WHAT THE TASK REQUIRES: Pull out every line in the entries below that contains the word "wooden".

EXCERPTED RECORDS:
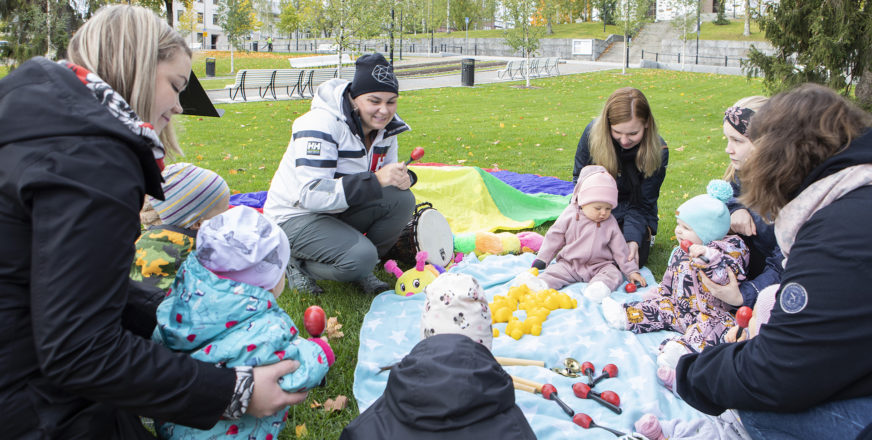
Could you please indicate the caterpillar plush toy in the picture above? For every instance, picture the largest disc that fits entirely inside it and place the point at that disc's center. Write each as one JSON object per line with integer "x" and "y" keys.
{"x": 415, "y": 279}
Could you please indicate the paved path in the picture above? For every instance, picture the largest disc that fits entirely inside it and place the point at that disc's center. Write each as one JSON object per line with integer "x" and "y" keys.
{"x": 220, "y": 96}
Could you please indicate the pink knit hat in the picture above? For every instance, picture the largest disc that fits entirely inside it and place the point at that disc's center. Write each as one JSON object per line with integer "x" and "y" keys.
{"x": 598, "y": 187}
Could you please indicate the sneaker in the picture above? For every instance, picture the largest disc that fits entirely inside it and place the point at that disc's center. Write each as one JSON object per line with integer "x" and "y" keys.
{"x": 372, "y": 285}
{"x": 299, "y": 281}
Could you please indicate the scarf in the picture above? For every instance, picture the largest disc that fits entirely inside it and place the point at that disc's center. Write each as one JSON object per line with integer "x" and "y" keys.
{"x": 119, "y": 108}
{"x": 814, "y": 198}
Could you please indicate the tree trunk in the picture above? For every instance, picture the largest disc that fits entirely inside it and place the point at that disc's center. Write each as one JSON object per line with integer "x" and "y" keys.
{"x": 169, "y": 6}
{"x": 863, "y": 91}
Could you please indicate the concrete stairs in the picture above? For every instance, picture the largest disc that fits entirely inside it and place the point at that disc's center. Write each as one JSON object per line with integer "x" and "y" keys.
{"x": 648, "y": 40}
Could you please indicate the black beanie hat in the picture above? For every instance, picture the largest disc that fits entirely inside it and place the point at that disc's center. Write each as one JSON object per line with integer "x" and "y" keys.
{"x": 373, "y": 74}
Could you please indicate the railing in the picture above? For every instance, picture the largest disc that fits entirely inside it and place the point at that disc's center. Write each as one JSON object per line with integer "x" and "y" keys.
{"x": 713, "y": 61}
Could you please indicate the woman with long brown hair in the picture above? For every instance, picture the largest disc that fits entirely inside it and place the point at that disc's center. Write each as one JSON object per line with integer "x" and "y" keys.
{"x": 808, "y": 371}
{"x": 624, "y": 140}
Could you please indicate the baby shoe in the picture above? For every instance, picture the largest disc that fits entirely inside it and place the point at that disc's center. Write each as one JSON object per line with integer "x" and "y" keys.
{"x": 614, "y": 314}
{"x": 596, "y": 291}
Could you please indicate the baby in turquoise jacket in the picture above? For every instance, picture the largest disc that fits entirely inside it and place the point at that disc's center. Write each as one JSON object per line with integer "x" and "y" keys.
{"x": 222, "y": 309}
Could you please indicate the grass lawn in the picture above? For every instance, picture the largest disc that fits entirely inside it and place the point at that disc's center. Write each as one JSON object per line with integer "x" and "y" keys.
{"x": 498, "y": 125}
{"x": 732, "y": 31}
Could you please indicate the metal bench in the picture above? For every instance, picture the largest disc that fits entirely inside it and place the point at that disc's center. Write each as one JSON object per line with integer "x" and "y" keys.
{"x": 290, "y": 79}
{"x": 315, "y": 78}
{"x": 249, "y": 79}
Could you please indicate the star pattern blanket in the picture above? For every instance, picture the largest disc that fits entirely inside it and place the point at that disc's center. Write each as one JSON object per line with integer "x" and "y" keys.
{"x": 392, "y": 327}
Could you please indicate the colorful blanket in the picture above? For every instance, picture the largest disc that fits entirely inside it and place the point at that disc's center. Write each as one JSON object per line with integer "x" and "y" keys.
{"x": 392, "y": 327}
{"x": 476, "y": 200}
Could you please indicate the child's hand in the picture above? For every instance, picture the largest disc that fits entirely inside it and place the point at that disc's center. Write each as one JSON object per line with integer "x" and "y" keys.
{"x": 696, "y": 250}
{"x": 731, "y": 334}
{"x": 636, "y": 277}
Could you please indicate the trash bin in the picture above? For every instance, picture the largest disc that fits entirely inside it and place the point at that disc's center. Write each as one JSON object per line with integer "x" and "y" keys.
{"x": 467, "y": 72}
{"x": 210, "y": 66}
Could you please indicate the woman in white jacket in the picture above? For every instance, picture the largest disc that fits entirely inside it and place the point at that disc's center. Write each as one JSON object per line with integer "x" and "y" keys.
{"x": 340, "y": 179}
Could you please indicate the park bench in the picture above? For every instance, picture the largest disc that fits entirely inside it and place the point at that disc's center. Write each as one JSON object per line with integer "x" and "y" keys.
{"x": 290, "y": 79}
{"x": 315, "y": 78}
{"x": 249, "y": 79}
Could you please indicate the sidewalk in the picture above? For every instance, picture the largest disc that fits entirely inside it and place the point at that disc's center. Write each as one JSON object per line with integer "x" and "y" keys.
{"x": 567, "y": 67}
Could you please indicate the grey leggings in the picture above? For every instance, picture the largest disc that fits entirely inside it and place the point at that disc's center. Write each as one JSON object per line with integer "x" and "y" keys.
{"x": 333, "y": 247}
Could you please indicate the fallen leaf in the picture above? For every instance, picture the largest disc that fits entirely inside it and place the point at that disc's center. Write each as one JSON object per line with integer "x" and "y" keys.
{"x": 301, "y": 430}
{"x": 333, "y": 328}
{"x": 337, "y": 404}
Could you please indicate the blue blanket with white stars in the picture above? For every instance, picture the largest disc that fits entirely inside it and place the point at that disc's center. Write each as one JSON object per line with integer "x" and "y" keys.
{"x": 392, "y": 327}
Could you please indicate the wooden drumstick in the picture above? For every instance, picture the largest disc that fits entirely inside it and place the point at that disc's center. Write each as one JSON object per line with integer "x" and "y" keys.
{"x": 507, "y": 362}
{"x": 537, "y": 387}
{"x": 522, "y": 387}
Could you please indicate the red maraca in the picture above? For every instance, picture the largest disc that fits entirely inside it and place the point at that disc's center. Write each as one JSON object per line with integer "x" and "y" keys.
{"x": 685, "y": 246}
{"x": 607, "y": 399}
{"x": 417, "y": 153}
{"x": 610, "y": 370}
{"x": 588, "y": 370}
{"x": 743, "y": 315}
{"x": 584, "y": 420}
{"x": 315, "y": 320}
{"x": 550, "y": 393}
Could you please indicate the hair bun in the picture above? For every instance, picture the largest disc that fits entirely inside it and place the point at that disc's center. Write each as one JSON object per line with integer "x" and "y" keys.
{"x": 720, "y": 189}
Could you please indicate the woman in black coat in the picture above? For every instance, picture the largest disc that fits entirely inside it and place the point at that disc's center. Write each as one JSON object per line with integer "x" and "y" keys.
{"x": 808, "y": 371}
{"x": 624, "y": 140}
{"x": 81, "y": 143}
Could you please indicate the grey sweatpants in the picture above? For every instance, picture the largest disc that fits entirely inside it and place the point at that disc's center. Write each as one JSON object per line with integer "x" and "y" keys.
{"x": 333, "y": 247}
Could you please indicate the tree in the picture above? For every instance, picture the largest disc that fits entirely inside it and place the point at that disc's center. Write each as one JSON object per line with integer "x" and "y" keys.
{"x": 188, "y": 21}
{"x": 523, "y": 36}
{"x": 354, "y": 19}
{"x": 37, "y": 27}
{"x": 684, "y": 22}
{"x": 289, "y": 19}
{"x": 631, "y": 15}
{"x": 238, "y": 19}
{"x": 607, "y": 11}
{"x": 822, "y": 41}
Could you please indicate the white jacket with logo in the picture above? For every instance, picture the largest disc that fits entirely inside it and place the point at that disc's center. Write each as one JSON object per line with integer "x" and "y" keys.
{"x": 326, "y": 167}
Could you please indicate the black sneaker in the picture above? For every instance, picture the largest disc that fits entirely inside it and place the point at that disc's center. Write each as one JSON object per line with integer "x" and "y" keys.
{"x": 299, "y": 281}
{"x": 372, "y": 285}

==

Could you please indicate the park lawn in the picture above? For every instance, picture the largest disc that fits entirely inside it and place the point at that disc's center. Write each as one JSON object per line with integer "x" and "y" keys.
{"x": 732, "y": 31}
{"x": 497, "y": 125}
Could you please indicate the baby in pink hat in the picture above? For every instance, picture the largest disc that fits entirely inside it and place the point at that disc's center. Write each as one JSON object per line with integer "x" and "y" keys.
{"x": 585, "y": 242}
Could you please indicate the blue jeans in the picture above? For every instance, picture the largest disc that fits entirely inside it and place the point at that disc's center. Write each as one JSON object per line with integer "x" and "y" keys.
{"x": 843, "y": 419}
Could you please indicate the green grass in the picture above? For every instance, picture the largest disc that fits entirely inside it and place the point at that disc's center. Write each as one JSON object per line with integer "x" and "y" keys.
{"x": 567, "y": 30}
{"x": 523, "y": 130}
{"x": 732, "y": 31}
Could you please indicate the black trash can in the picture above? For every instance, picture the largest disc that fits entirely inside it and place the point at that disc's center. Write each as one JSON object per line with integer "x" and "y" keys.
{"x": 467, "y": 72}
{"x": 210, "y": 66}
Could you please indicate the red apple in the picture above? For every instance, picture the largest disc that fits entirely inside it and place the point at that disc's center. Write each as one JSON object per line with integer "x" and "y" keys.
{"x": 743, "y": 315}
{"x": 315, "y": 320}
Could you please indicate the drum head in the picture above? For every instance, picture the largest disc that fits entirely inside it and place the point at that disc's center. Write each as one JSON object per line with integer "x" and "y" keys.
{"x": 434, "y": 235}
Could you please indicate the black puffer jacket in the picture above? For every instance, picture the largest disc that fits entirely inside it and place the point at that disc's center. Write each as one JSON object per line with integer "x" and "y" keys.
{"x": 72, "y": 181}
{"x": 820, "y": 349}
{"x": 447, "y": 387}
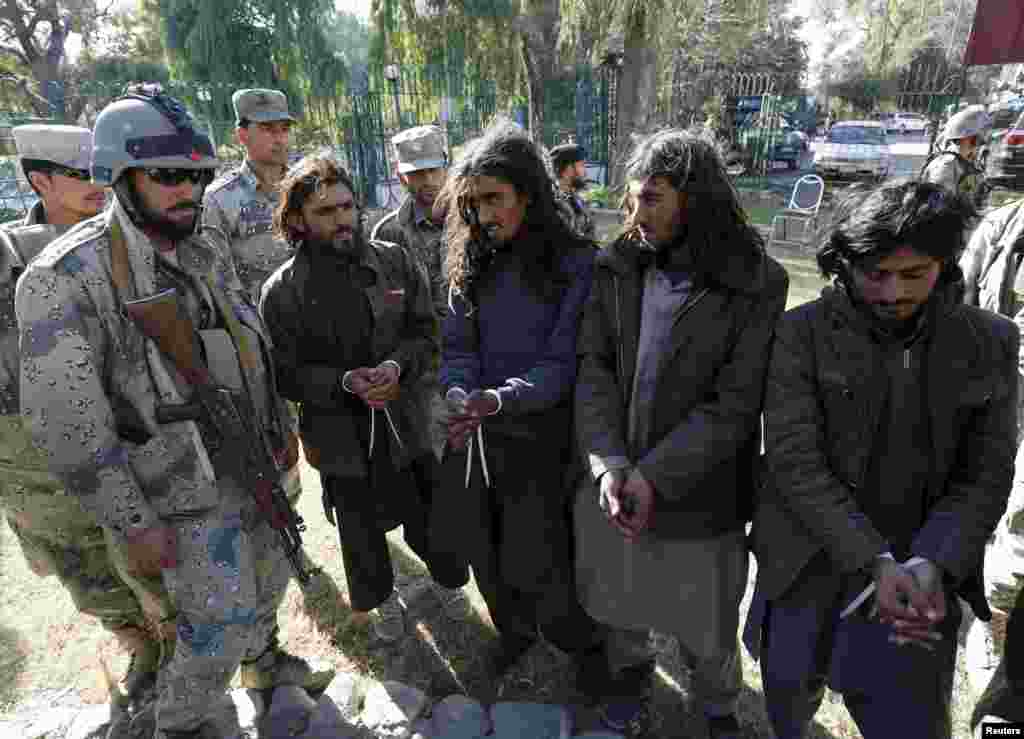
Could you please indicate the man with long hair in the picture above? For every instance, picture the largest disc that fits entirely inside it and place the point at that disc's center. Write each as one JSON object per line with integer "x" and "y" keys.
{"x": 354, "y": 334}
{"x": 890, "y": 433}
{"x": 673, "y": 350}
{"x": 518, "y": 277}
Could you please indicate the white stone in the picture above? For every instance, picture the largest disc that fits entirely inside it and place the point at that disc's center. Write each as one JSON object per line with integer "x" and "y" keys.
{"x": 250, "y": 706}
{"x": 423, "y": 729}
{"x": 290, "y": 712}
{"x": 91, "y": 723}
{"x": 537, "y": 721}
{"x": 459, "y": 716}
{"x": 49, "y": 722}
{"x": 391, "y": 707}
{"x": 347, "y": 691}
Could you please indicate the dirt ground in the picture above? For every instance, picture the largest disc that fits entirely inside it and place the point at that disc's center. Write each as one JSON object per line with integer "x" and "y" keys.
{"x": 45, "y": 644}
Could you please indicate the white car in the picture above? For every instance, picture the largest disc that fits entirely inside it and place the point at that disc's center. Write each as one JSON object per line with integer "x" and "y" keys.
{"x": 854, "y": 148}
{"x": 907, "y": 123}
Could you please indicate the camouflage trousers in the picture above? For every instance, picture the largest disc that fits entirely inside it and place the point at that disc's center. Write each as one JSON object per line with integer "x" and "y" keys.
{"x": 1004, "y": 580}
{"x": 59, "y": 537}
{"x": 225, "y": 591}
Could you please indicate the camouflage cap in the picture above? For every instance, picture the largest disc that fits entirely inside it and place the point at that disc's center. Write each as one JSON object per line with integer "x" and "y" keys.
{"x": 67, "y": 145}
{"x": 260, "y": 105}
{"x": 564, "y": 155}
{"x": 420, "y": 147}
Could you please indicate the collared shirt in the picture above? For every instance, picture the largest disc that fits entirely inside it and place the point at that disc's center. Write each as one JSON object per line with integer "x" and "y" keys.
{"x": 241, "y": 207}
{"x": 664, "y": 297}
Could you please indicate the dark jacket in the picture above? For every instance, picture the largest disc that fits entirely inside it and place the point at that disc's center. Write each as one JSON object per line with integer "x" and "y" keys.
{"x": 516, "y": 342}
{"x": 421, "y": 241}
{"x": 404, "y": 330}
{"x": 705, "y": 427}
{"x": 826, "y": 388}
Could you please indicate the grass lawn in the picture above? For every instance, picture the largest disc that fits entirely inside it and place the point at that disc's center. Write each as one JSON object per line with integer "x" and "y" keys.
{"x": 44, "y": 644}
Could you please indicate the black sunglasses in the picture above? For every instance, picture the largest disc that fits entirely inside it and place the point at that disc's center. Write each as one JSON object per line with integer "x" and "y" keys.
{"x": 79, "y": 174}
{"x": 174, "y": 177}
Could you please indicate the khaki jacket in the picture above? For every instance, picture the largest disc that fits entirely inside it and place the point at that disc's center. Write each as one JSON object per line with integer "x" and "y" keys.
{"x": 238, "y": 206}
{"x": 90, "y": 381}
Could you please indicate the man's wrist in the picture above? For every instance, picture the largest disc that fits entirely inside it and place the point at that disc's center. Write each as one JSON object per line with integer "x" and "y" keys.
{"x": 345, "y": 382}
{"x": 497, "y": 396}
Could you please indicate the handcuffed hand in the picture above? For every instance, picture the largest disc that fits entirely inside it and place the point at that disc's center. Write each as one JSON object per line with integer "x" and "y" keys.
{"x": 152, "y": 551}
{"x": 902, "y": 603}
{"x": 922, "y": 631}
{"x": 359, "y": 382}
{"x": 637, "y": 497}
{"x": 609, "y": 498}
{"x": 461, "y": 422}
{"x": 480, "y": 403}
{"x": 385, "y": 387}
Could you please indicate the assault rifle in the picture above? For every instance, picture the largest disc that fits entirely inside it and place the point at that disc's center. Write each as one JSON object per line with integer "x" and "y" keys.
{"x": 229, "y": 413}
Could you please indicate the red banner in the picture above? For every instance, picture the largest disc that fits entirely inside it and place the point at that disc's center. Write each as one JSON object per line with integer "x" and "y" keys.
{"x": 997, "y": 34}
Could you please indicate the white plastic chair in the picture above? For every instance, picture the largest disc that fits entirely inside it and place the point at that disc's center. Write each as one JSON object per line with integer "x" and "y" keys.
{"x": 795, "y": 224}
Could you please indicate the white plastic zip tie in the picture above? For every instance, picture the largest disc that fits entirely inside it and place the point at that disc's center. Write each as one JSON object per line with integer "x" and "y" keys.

==

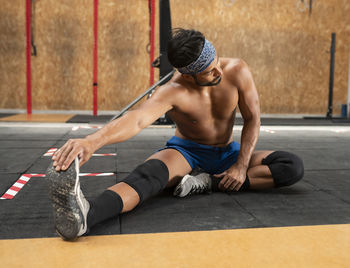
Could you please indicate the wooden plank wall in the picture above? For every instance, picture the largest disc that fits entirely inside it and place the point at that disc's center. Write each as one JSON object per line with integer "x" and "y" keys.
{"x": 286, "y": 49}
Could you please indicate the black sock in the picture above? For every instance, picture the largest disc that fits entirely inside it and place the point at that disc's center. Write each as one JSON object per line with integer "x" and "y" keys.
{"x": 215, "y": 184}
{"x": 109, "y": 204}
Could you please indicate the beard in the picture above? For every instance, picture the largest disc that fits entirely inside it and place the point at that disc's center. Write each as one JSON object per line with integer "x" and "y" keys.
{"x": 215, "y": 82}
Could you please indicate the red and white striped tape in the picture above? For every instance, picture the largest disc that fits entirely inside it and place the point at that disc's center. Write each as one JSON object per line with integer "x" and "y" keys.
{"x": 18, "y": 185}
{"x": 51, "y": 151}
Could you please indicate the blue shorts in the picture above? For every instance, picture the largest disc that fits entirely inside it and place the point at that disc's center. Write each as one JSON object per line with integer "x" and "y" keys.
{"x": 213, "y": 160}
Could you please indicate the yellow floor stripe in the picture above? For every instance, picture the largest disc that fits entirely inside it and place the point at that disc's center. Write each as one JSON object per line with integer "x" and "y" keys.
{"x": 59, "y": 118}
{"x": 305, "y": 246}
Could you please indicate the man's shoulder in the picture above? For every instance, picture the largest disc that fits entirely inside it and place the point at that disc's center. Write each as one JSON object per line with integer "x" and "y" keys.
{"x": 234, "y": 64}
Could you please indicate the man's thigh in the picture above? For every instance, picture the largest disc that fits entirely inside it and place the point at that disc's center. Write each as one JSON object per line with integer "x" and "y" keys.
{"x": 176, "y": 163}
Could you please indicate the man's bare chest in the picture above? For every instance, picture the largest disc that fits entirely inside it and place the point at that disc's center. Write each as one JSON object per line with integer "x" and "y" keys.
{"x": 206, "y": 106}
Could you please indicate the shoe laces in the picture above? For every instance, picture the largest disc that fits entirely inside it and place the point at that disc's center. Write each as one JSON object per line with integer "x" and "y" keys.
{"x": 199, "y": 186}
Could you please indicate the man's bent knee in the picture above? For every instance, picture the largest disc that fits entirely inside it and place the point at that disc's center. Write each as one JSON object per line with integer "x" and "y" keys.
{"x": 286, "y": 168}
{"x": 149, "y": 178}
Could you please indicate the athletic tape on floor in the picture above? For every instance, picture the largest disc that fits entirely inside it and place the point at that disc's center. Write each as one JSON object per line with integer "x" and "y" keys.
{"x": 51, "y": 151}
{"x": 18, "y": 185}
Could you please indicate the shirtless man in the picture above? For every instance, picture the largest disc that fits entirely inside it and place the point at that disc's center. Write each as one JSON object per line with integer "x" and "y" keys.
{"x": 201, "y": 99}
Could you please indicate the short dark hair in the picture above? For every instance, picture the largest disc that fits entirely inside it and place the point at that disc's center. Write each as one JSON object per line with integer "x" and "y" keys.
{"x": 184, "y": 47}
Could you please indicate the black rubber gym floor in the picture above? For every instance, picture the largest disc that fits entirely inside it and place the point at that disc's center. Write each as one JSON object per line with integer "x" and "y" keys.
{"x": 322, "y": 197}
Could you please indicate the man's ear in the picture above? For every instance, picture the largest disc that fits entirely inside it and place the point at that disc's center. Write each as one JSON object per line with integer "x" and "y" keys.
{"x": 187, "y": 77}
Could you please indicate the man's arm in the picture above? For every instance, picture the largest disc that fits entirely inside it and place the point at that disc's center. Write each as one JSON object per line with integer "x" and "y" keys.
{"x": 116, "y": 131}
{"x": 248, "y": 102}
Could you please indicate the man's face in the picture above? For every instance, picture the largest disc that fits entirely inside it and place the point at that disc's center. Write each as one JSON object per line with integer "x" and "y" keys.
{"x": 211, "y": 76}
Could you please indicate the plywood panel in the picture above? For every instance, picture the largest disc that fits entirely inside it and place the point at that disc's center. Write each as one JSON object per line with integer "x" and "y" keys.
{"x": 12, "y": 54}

FINAL RESULT:
Could you please indicate the wooden drumstick in the picture above? For every instance, picture the largest disc that fits entirely inside it and place the point at that disc's center. Write each as one JSON object per line with integer "x" and "y" keys.
Could you please indicate the wooden plank wall in the picture above? For every instance, picture the largest disc that fits entirely inside it and place the point at that disc's center. Write each as one JSON object per line with integer "x" and "y" keys.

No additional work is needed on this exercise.